Makale

Bir Adanış Yolculuğu: Rıhle

Bir Adanış Yolculuğu: Rıhle

Dr. İhsan Şenocak
DİB Samsun Aşık Kutlu
Eğitim Merkezi Müdürü

Allah Rasulü (s.a.s.), rahbanilerin yaşanmaz hâle getirdiği dünyaya rabbani öğrencileriyle müdahale etti; bütün muhatapları gibi havrayı da, kiliseyi de kulluktaki “asil duruşu” kuşanmaya çağırdı; “Rabbaniler olunuz.” (Âl-i İmran, 3/79.) ayetini tebliğ etti.
Sahabe, Kur’an-ı Kerim’i nasıl anlayacağını, nasıl yaşayacağını ve hayata nasıl tatbik edeceğini sünnetten öğrendi. Kimi ahir ömründe, kimi de hayatının en verimli döneminde Yesriblileri Medineli kılmak, İslam’la yaşadıkları güzelliği sair insanlarla paylaşmak için “Hicret Yurdun”dan yollara düştü. Bir şehirden diğerine ikamet niyetiyle değil, İslam’ı tebliğ etmek için gitti sahabe. Hicaz’dan dünyaya sünnet köprüsü kurdu. Roma’nın, İran’ın, Mısır’ın şehirlerine Medine’den, sadakat, adalet, iffet ve ilim aktı. Tabiun, sahabenin izinde yürüdü. Rahbaniler imha planları yaparken, onlar inşa için çalıştı. Her yerde hadis seferberliği başladı.
Sadırlar ilmi, hâller de Hakk’a teslimiyeti yüklendi. Yapılan rıhleler/seyahatler, ilmin ve irfanın olduğu kadar, Hakk’a teslimiyetin de vesikalarıydı. Sünneti yaşamak için öğrenenler, “Yaşayan Sünnet” oldu ve muhataplarına daha çok hâl diliyle konuştu.

########################################

**Yapılacak iş**
Rıhle hakkındaki metne göre Medine'den Roma'nın, İran'ın ve Mısır'ın şehirlerine akan şeylerin hepsini yazın. Aşağıdaki malzemenin bu metinle hiçbir ilgisi yok.

########################################

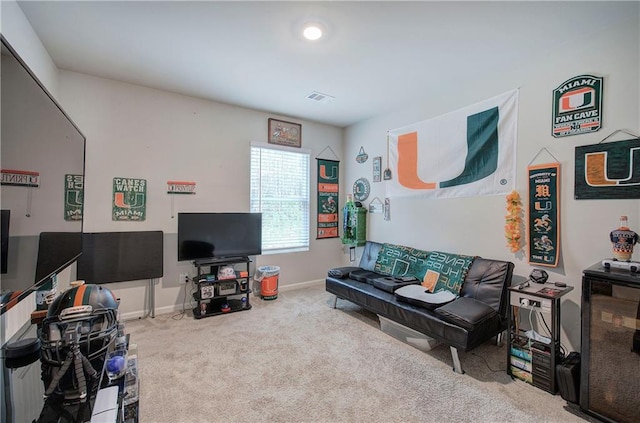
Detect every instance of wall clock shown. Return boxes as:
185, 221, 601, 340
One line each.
353, 178, 371, 201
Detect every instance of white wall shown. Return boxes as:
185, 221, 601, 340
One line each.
345, 8, 640, 350
0, 0, 58, 98
60, 71, 342, 316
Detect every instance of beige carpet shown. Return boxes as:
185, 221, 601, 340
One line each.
126, 285, 584, 423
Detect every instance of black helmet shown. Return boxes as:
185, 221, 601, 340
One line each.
40, 284, 118, 366
39, 285, 118, 401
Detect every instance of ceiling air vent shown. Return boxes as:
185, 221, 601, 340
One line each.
307, 91, 335, 103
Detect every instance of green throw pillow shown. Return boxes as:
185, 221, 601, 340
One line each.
422, 251, 475, 295
373, 244, 429, 280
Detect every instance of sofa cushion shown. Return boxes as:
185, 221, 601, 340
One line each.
395, 285, 456, 310
422, 251, 475, 295
327, 266, 360, 279
349, 269, 384, 285
373, 244, 429, 280
373, 276, 420, 293
435, 297, 498, 331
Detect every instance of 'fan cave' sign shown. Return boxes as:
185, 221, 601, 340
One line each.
551, 75, 603, 138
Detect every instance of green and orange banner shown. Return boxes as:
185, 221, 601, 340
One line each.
316, 159, 340, 239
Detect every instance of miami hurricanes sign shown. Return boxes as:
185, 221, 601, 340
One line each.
111, 178, 147, 222
386, 90, 519, 198
551, 75, 603, 138
575, 138, 640, 200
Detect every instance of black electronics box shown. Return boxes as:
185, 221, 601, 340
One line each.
556, 352, 580, 404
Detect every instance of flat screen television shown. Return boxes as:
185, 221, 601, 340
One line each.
178, 213, 262, 261
0, 37, 85, 314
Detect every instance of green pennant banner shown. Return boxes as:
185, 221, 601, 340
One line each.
316, 159, 340, 239
528, 163, 560, 267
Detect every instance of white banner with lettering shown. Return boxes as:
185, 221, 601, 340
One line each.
386, 89, 519, 198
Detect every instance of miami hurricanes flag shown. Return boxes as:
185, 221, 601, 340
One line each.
386, 89, 519, 198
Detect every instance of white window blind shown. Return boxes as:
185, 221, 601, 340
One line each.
251, 146, 310, 253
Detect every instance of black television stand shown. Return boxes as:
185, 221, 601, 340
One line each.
193, 257, 251, 319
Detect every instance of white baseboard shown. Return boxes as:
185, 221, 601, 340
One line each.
120, 279, 325, 322
278, 279, 324, 292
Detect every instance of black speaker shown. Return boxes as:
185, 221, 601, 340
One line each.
556, 352, 580, 404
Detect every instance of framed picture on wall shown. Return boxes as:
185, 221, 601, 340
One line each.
269, 118, 302, 148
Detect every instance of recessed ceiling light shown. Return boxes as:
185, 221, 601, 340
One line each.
302, 24, 322, 41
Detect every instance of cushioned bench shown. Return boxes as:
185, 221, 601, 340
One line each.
325, 241, 514, 373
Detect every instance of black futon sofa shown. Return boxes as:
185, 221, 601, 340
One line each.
326, 241, 514, 373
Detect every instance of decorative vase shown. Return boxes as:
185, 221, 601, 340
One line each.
609, 216, 638, 261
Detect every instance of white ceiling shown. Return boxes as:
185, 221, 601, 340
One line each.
19, 1, 637, 127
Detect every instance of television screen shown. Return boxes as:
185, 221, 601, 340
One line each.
178, 213, 262, 261
0, 37, 85, 314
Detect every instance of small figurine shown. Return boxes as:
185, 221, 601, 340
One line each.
609, 216, 638, 261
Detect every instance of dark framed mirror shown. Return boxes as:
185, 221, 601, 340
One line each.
0, 37, 85, 314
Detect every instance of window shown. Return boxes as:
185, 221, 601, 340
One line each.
251, 145, 309, 253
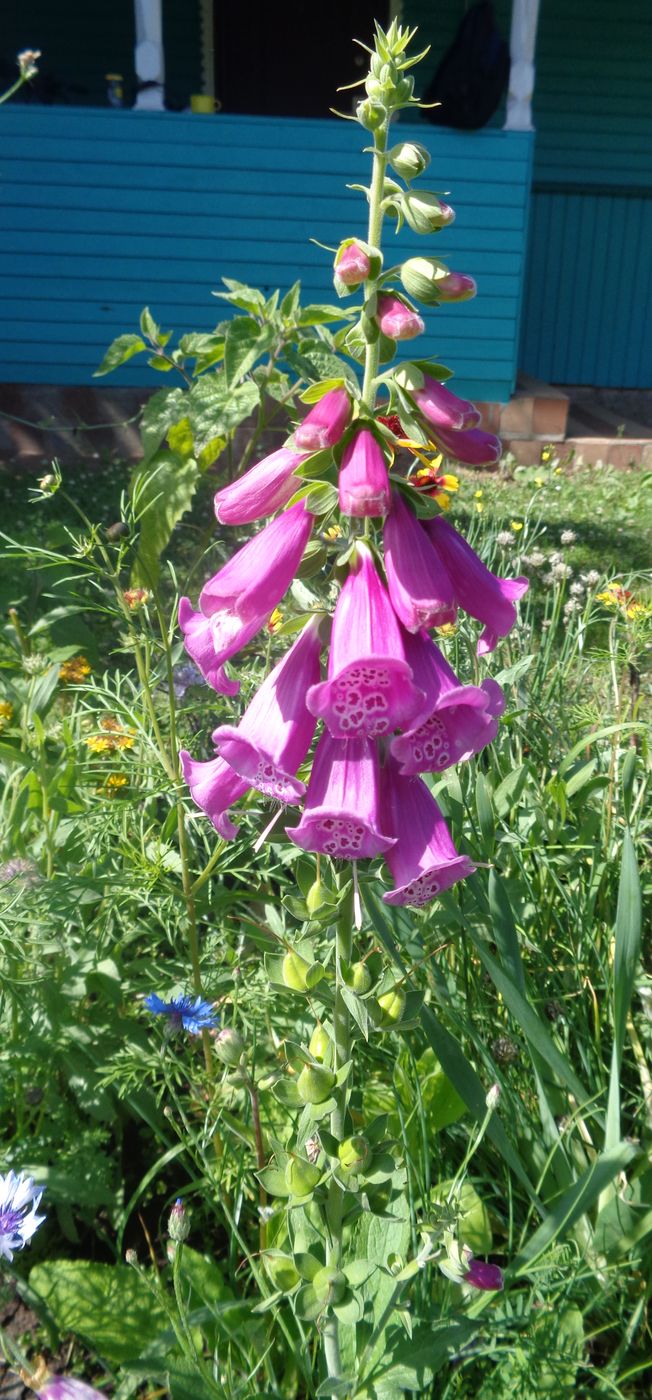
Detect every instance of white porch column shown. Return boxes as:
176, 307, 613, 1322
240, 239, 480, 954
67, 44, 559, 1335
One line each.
504, 0, 539, 132
134, 0, 165, 112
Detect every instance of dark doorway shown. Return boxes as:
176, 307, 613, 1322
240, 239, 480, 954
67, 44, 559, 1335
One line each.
214, 0, 389, 116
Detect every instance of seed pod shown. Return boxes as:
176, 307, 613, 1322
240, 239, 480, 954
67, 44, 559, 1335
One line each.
378, 986, 407, 1026
297, 1064, 336, 1103
283, 953, 311, 991
312, 1267, 347, 1303
337, 1133, 371, 1172
285, 1156, 322, 1196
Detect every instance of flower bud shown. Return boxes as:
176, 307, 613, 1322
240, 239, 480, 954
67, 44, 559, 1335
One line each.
334, 242, 371, 290
263, 1254, 299, 1294
168, 1196, 190, 1245
285, 1156, 322, 1196
355, 98, 388, 132
350, 963, 374, 997
389, 141, 430, 179
400, 189, 455, 234
376, 293, 425, 340
312, 1266, 347, 1303
337, 1133, 372, 1172
297, 1064, 336, 1103
378, 986, 407, 1026
308, 1022, 330, 1060
437, 272, 477, 301
283, 953, 311, 991
214, 1026, 245, 1065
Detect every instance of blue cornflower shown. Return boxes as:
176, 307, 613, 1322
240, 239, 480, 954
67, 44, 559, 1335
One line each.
146, 991, 217, 1036
0, 1172, 45, 1263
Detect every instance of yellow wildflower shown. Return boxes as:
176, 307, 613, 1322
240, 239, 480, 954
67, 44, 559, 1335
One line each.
59, 657, 92, 686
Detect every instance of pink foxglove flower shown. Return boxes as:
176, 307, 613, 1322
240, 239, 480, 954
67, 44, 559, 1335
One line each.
411, 375, 480, 433
425, 515, 527, 657
334, 244, 371, 291
198, 501, 315, 675
337, 428, 392, 517
214, 447, 308, 525
179, 749, 250, 841
381, 756, 476, 906
294, 389, 351, 452
213, 617, 320, 804
308, 543, 424, 739
390, 631, 505, 774
376, 293, 425, 340
38, 1376, 106, 1400
432, 427, 502, 466
437, 272, 477, 301
179, 598, 253, 696
383, 491, 456, 631
288, 734, 393, 861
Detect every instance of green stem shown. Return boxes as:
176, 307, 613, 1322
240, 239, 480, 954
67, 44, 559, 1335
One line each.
362, 125, 388, 413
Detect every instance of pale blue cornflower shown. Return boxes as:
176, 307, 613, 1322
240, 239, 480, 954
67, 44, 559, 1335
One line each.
0, 1172, 45, 1263
144, 991, 217, 1036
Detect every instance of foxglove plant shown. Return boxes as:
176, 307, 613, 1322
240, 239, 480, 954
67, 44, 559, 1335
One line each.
174, 22, 526, 1396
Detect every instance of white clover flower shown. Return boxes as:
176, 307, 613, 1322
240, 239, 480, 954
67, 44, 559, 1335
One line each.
0, 1172, 45, 1263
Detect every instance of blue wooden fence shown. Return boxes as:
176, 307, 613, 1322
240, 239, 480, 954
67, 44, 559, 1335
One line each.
0, 106, 532, 400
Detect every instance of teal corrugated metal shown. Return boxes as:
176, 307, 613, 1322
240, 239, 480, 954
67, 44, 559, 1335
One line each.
520, 192, 652, 388
0, 106, 532, 399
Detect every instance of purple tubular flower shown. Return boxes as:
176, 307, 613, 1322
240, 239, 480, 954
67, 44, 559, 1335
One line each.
294, 389, 351, 452
213, 617, 320, 804
214, 447, 308, 525
381, 755, 476, 906
337, 428, 392, 517
383, 491, 456, 631
306, 543, 424, 739
376, 293, 425, 340
179, 749, 250, 841
198, 501, 315, 660
390, 631, 505, 774
288, 734, 395, 861
425, 515, 527, 657
333, 244, 371, 291
462, 1257, 505, 1294
432, 427, 502, 466
411, 375, 481, 433
38, 1376, 106, 1400
179, 598, 242, 696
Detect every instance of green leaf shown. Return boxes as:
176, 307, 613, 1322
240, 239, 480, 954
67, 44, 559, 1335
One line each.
224, 316, 274, 389
94, 335, 147, 379
130, 451, 199, 588
604, 829, 641, 1148
509, 1142, 637, 1275
29, 1259, 168, 1365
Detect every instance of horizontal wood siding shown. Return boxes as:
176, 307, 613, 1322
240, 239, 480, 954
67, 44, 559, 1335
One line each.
0, 106, 532, 399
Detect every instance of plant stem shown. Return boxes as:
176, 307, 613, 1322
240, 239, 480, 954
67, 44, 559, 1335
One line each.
323, 888, 353, 1380
362, 125, 388, 413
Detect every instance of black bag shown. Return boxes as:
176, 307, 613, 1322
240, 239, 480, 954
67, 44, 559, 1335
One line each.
424, 0, 509, 132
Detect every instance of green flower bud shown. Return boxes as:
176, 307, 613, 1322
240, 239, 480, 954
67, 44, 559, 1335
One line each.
285, 1156, 322, 1196
308, 1023, 330, 1060
337, 1133, 371, 1172
400, 189, 455, 234
378, 986, 407, 1026
389, 141, 430, 179
351, 963, 374, 997
312, 1267, 347, 1303
355, 98, 388, 132
297, 1064, 336, 1103
263, 1254, 299, 1294
283, 953, 311, 991
400, 258, 448, 307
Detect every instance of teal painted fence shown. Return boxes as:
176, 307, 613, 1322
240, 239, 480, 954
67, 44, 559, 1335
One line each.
0, 106, 532, 400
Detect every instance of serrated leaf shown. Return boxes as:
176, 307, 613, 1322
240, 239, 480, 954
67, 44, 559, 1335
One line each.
92, 335, 147, 379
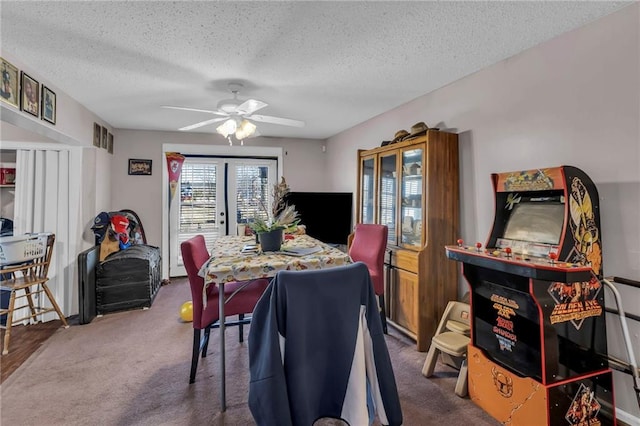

########################################

**Cevap**
Sadakat, adalet, iffet ve ilim.